EXCERPTED PASSAGE.
Security


Somalia: Insecurity grips Kismayo




Nairobi, 13 May (AKI) - Source IRIN - Gangs of armed men have set up roadblocks in and around Somalia's coastal city of Kismayo, 500km south of Mogadishu, causing serious insecurity.

"People’s livelihoods are at stake and aid agencies have abandoned Kismayo because of the security problem," said Dahir Ali, an official with the human rights group SEDHURO. "This needs a resolution now."

He said: "There is a roadblock on every corner and street, making it very difficult for people to conduct their day-to-day activities."

Most international aid agencies have left Kismayo due to the insecurity. In January, services at the only hospital were halted after four people - including two foreign aid workers - were killed in a blast.

The two aid workers, a Kenyan surgeon, Dr Victor Okumu, 51, and French logistician Damien Lehalle, 27, were working for Médecins Sans Frontières (MSF-Holland), which was running the hospital.

Ali said the insecurity posed by the many roadblocks was due to a lack of "a proper and effective local administration".

However, Bile Abdi, a city elder, said local leaders were working hard to contain the situation and solve the problem "once and for all".

Abdi said the main problem was a mutiny by local security personnel over non-payment of salaries.

"We are going to resolve the salary issue today or tomorrow," he said. "Once that is solved, all security personnel will be encamped, thus allowing for the identification and arrest of the freelance gunmen who have been the major cause of insecurity in the town.

There is a meeting of all clans going on right now to bring every clan on board to fight the criminals as a unified community," Abdi said.

However, a Kismayo businessman, who requested anonymity, told IRIN that city residents had little faith that local leaders would deal with the problem.

WHAT IS EXPECTED.
Revise the Kismayo report between "Ali said the" and "in the town.", inclusive, replacing "mutiny" with "strike".

RECORD SET.
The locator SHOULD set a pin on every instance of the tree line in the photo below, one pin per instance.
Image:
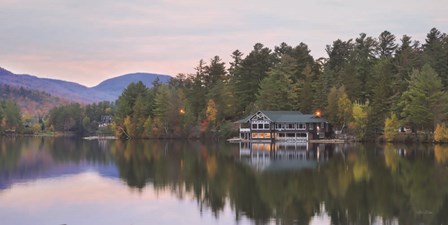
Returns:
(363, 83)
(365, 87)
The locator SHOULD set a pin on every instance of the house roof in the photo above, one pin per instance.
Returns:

--

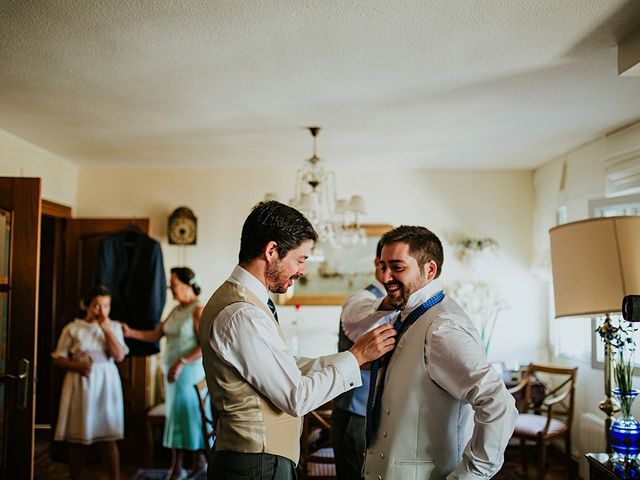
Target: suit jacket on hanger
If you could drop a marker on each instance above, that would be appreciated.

---

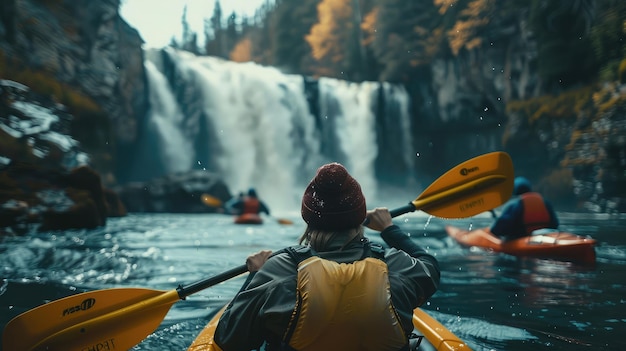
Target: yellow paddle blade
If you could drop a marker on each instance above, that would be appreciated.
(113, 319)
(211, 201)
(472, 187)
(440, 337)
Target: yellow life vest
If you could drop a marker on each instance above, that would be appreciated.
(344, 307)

ANSWER TO THIS EXERCISE.
Ali said the insecurity posed by the many roadblocks was due to a lack of "a proper and effective local administration".

However, Bile Abdi, a city elder, said local leaders were working hard to contain the situation and solve the problem "once and for all".

Abdi said the main problem was a strike by local security personnel over non-payment of salaries.

"We are going to resolve the salary issue today or tomorrow," he said. "Once that is solved, all security personnel will be encamped, thus allowing for the identification and arrest of the freelance gunmen who have been the major cause of insecurity in the town.